** START ENTRIES SUPPLIED **
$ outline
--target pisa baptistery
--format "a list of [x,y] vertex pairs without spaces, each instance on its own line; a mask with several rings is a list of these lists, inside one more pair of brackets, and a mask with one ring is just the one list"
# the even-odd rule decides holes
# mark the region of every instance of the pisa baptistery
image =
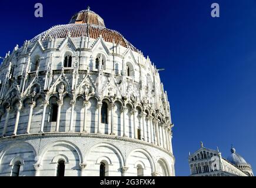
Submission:
[[89,8],[0,67],[0,176],[175,176],[158,70]]

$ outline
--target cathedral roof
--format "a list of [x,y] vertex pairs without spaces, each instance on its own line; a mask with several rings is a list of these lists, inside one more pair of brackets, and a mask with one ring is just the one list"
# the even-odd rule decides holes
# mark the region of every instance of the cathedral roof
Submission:
[[138,52],[138,50],[121,33],[114,30],[107,29],[103,19],[91,11],[89,8],[73,15],[69,24],[53,26],[30,41],[34,42],[39,39],[42,41],[46,41],[50,38],[64,38],[68,36],[70,37],[84,36],[94,39],[101,36],[106,42],[114,42],[116,44],[119,43],[124,47]]
[[231,148],[231,154],[228,156],[228,160],[235,165],[247,164],[247,162],[239,154],[235,152],[234,147]]

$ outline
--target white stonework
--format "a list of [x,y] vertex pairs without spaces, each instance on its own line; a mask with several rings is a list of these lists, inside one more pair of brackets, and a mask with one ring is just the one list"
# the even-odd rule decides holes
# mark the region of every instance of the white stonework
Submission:
[[226,159],[217,150],[205,148],[202,142],[195,153],[189,152],[188,163],[191,176],[253,176],[251,165],[231,148],[231,155]]
[[57,176],[60,161],[65,176],[99,176],[102,163],[105,176],[175,176],[156,67],[89,9],[70,23],[16,46],[0,67],[0,176]]

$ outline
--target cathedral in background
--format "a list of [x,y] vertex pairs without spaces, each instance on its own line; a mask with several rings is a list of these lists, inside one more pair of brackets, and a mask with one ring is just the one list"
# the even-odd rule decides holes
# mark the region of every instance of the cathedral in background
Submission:
[[232,147],[226,159],[217,150],[201,147],[188,157],[191,176],[253,176],[251,165]]

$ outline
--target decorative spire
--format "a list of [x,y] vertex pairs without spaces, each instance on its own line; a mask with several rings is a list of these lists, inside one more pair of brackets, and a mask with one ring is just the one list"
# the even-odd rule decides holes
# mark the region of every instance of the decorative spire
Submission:
[[235,153],[235,149],[233,145],[231,145],[231,153]]
[[204,144],[202,142],[200,142],[200,145],[201,145],[201,147],[204,147]]

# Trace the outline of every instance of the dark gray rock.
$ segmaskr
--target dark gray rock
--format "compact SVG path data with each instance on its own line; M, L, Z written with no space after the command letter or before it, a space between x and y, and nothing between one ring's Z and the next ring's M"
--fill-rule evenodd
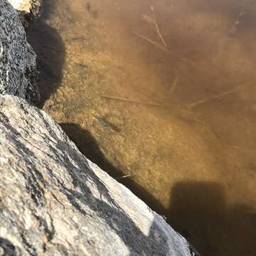
M26 41L18 11L0 0L0 95L37 102L38 75L36 54Z
M0 255L191 256L45 112L0 97Z

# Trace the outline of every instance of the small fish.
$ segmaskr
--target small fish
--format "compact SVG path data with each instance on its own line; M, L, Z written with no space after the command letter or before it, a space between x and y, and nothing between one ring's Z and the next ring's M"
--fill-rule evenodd
M100 117L97 114L92 114L92 115L95 117L99 122L105 127L111 127L114 132L119 132L120 129L116 127L114 124L110 123L110 122L105 120L102 117Z

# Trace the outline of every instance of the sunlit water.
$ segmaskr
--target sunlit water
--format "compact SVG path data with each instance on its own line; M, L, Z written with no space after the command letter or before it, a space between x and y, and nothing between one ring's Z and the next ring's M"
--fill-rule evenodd
M202 255L255 255L255 1L44 6L43 109Z

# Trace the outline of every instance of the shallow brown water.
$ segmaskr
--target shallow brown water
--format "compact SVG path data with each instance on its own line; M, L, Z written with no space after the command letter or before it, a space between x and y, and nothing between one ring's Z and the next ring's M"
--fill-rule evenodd
M254 1L44 5L43 109L202 255L255 255Z

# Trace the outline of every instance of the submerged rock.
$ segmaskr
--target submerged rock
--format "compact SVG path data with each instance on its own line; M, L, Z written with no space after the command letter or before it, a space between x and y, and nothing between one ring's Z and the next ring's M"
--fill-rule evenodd
M7 0L0 0L0 94L36 103L37 85L36 54L26 41L18 11Z
M0 255L196 255L43 111L1 96L0 131Z

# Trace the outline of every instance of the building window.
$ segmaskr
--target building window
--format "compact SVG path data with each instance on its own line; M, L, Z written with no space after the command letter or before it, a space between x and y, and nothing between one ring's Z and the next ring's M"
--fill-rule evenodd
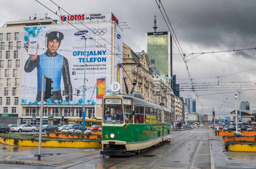
M9 77L9 69L5 69L5 77Z
M16 88L13 88L13 95L17 95L17 89Z
M19 105L19 98L14 98L14 105Z
M83 107L79 107L79 108L77 108L76 112L76 116L77 117L79 116L79 112L80 111L82 111L82 113L83 113Z
M59 108L53 107L52 108L52 115L54 116L59 116Z
M69 107L64 108L64 116L70 116L71 108Z
M18 59L18 51L14 51L14 59Z
M16 113L16 107L12 107L12 113Z
M19 67L19 65L20 63L20 60L16 60L16 68L18 68Z
M1 50L4 50L4 42L2 42L1 43Z
M0 61L0 68L4 68L4 61Z
M9 50L13 50L13 42L9 42Z
M17 50L19 50L20 49L21 46L21 42L17 42Z
M26 107L26 116L36 115L36 109L34 107Z
M4 89L4 95L8 95L8 88L5 88Z
M17 73L18 72L17 69L13 69L13 77L17 77Z
M11 79L7 79L7 86L11 86Z
M8 61L8 68L12 68L12 60L9 60Z
M15 33L15 40L19 40L19 33Z
M8 107L4 107L4 113L8 113Z
M11 102L11 98L7 97L6 98L6 105L10 105Z
M7 41L11 40L11 33L7 33Z
M10 51L6 51L6 57L5 58L7 59L10 58Z
M18 78L15 79L15 86L18 86L19 83L19 79Z
M89 114L92 116L95 116L95 110L94 107L88 108L88 116Z

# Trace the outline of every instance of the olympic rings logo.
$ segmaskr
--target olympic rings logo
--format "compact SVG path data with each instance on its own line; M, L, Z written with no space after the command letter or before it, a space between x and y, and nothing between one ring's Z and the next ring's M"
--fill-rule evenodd
M116 44L116 49L119 51L120 51L120 50L121 49L121 46L119 45L118 43Z
M36 46L33 46L33 45L30 45L29 46L29 47L30 48L31 48L32 49L34 49L36 48Z
M102 30L101 29L99 29L97 30L97 29L94 29L92 31L92 32L93 32L93 33L97 36L99 36L100 35L103 35L105 34L105 33L107 32L107 30L106 29L103 29Z

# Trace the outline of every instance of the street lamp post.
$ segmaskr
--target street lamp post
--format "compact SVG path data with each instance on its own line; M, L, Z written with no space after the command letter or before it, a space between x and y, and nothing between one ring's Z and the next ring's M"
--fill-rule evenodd
M86 38L84 36L82 36L82 38L80 38L81 39L84 40L84 79L83 86L83 126L82 128L83 130L85 129L85 67L86 60L85 53L86 53L86 40L87 39L91 39L92 38ZM87 79L87 81L88 80Z
M153 88L156 87L156 86L151 86L151 102L153 103Z
M228 99L229 99L229 98L226 98L227 99L227 116L228 118Z
M240 93L242 93L242 92L237 92L238 93L239 93L239 107L240 107L239 109L239 115L240 116L240 120L241 119L241 100L240 100Z
M236 100L236 131L237 131L237 92L236 92L235 99Z

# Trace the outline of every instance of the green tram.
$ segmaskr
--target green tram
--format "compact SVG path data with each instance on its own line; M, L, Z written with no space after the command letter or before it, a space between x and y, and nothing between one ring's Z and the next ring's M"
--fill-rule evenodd
M170 110L139 93L104 96L101 154L131 155L172 137Z

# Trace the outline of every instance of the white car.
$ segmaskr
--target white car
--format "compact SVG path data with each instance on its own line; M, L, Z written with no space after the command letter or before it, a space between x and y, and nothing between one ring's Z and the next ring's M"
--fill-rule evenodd
M36 130L36 127L30 124L22 124L18 127L12 127L10 131L11 132L31 131L34 132Z
M66 127L65 127L67 125L67 124L64 124L63 125L61 125L58 127L58 129L59 129L59 130L64 130L66 128Z

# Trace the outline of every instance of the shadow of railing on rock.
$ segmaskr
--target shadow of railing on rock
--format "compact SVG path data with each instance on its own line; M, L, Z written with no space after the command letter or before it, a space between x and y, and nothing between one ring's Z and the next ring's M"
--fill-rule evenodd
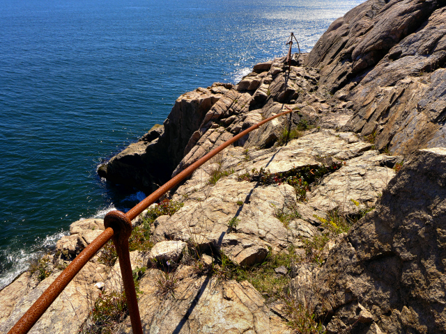
M142 334L143 331L141 318L139 317L139 309L138 308L138 302L134 289L128 248L128 239L132 234L131 221L141 214L142 212L151 205L156 202L162 196L178 185L180 182L190 176L196 169L226 148L232 145L252 131L258 129L267 122L293 111L286 106L286 108L288 109L287 111L262 120L215 148L158 188L144 200L130 209L127 213L124 214L120 211L109 212L104 218L105 230L72 260L8 333L24 334L28 333L70 282L71 282L76 274L79 273L84 266L112 239L116 248L119 259L123 283L125 291L125 298L127 299L127 304L132 323L132 328L134 334ZM208 283L208 280L205 285L205 288ZM200 291L201 291L201 289ZM199 293L197 297L199 299Z

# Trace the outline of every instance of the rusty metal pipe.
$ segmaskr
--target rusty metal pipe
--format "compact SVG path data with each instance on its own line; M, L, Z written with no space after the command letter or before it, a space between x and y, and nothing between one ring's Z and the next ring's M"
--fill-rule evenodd
M252 131L258 129L261 125L263 125L267 122L293 111L292 109L286 106L286 108L289 109L288 111L279 113L262 120L215 148L158 188L126 214L124 214L122 212L116 211L109 212L104 219L104 223L107 228L106 230L87 246L85 249L72 260L68 267L61 273L54 282L48 287L42 296L34 302L22 318L20 318L15 325L8 332L8 334L25 334L28 333L86 262L112 237L120 260L119 263L121 264L123 282L125 290L125 296L128 299L128 305L129 308L129 313L130 314L133 333L135 334L141 334L141 318L139 317L139 310L134 289L134 283L133 282L130 253L128 250L128 238L132 232L130 221L137 217L138 215L144 211L149 205L154 203L155 201L166 192L174 188L192 174L194 170L210 158L220 153L222 150ZM115 233L116 234L116 236L114 235Z
M107 228L87 246L48 287L8 334L24 334L34 326L42 315L62 292L71 280L84 267L98 250L113 237L113 229Z
M201 166L203 164L206 162L208 160L209 160L210 158L212 158L215 155L222 152L226 148L233 144L240 138L245 136L246 134L249 134L252 130L255 130L256 129L258 129L261 125L263 125L267 122L269 122L271 120L273 120L274 118L277 118L277 117L280 117L282 115L286 115L293 111L292 109L290 109L289 108L287 108L287 109L289 109L288 111L278 113L277 115L270 117L269 118L266 118L266 120L262 120L261 122L256 124L255 125L253 125L251 127L247 128L246 130L243 131L243 132L240 132L238 135L234 136L231 139L229 139L229 141L223 143L222 145L215 148L214 150L210 151L209 153L206 154L204 157L203 157L202 158L199 159L199 160L195 161L194 164L190 165L189 167L187 167L186 169L183 170L181 173L176 175L169 181L164 183L162 186L161 186L157 190L153 191L145 199L144 199L143 200L139 202L139 203L137 204L134 207L133 207L130 211L128 211L125 214L125 216L127 216L130 221L135 218L143 211L144 211L147 207L148 207L149 205L154 203L162 195L164 195L167 191L169 191L169 190L174 188L178 183L180 183L181 181L185 179L187 176L192 174L192 172L195 170L197 168L198 168L200 166Z
M115 231L112 240L119 258L121 274L125 291L125 299L130 315L133 334L143 334L138 300L133 281L130 253L128 250L128 238L132 234L132 223L123 212L112 211L105 215L104 225L106 228L111 228Z

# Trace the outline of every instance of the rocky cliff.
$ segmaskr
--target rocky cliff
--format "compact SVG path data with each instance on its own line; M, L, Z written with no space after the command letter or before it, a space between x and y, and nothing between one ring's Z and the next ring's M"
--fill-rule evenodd
M291 67L275 59L237 85L183 94L163 125L100 166L150 191L295 111L132 222L145 333L446 333L445 10L369 0ZM0 331L103 228L74 223L56 254L0 292ZM130 333L125 308L111 311L120 279L107 246L31 333Z

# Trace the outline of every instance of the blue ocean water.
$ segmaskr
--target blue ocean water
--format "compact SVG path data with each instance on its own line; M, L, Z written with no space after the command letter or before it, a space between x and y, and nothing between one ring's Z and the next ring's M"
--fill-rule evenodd
M96 168L180 94L285 55L291 31L309 51L362 2L0 0L0 289L71 222L144 197Z

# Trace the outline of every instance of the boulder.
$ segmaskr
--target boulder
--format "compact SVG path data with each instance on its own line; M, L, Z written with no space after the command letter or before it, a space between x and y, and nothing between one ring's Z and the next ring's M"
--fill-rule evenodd
M305 286L291 285L328 333L445 331L445 166L444 148L417 151Z
M190 271L176 275L176 287L166 298L157 292L165 278L161 271L149 269L142 278L144 294L138 303L144 333L291 333L247 281L193 277ZM126 325L125 333L131 333L128 318Z
M162 262L178 262L186 243L178 241L160 241L155 244L151 250L149 259L151 261Z

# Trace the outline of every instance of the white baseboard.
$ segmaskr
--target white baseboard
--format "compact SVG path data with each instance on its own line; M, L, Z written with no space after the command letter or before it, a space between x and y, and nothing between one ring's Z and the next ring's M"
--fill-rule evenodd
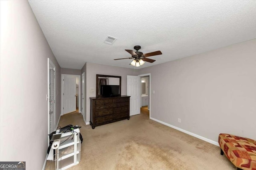
M43 168L42 169L42 170L44 170L45 169L45 167L46 166L46 162L47 161L47 156L48 156L48 154L46 154L46 157L45 157L45 160L44 160Z
M58 121L58 122L56 124L56 126L55 127L55 131L57 130L57 128L58 127L58 125L59 124L59 122L60 122L60 116L61 116L61 113L60 115L60 117L59 117L59 119ZM42 170L44 170L45 169L45 166L46 166L46 162L47 162L47 156L48 156L48 154L46 154L46 156L45 158L45 160L44 160L44 165L43 166L43 168L42 168Z
M203 141L204 141L206 142L208 142L210 143L211 143L212 144L213 144L215 145L216 146L218 146L218 147L219 146L219 143L218 142L215 142L215 141L213 141L212 140L209 139L208 139L207 138L206 138L204 137L203 137L202 136L200 136L198 135L196 135L194 133L193 133L192 132L189 132L188 131L187 131L186 130L185 130L184 129L180 129L179 127L176 127L176 126L173 126L172 125L171 125L165 122L164 122L163 121L160 121L159 120L158 120L157 119L154 119L152 117L150 117L150 119L152 119L154 121L157 121L158 122L160 123L162 123L162 124L164 124L164 125L166 125L167 126L169 126L169 127L172 127L173 129L177 129L178 131L180 131L181 132L182 132L183 133L186 133L188 135L191 135L192 136L193 136L194 137L196 137L197 138L199 139L200 139L202 140Z
M85 120L84 120L84 121L86 125L90 125L90 122L86 122Z

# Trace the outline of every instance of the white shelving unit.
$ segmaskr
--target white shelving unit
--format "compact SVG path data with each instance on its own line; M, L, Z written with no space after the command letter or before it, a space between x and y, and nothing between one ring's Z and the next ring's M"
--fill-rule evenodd
M61 154L62 156L61 159L58 160L59 170L66 170L76 165L80 162L80 131L79 129L74 129L74 134L73 132L70 132L63 133L61 135L60 139L61 144L58 149L58 153Z

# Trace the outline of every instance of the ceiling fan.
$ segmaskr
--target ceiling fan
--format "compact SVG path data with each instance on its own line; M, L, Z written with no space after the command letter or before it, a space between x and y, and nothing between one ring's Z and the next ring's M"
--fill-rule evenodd
M156 61L155 60L148 59L146 57L162 54L160 51L156 51L152 53L147 53L146 54L143 54L143 53L138 51L138 50L141 48L141 47L139 45L136 45L134 47L134 48L136 50L136 52L134 52L132 50L124 50L132 55L132 57L116 59L114 59L114 60L133 59L134 59L132 61L130 64L134 66L138 67L144 64L145 61L152 63Z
** END ENTRIES SUPPLIED **
Turn the lines from the one containing "# Trace the outline of every instance of the small" through the one containing "M202 255L255 255L255 1L44 6L43 109Z", both included, into a Markdown table with the columns No. and Line. Number each row and leave out blank lines.

RESULT BELOW
| No. | Line |
|---|---|
| 1 | # Trace the outline of every instance of the small fish. |
| 2 | $ segmaskr |
| 3 | --target small fish |
| 4 | --format "compact SVG path data with each instance on its own line; M, L, Z written with no space after the command letter or before it, a space between x and y, and nothing between one ring's Z and the next ring's M" |
| 5 | --fill-rule evenodd |
| 6 | M100 117L97 114L92 114L92 115L95 117L99 122L105 127L111 127L114 132L119 132L120 129L116 127L114 124L110 123L110 122L105 120L102 117Z |
| 7 | # Trace the outline of every instance of the sunlit water. |
| 8 | $ segmaskr |
| 9 | --target sunlit water |
| 10 | --format "compact SVG path data with each instance on its own line; M, L, Z written with no space after the command letter or before it, a space between x and y, and nothing between one ring's Z and the next ring's M" |
| 11 | --fill-rule evenodd |
| 12 | M202 255L255 255L255 1L44 6L43 109Z |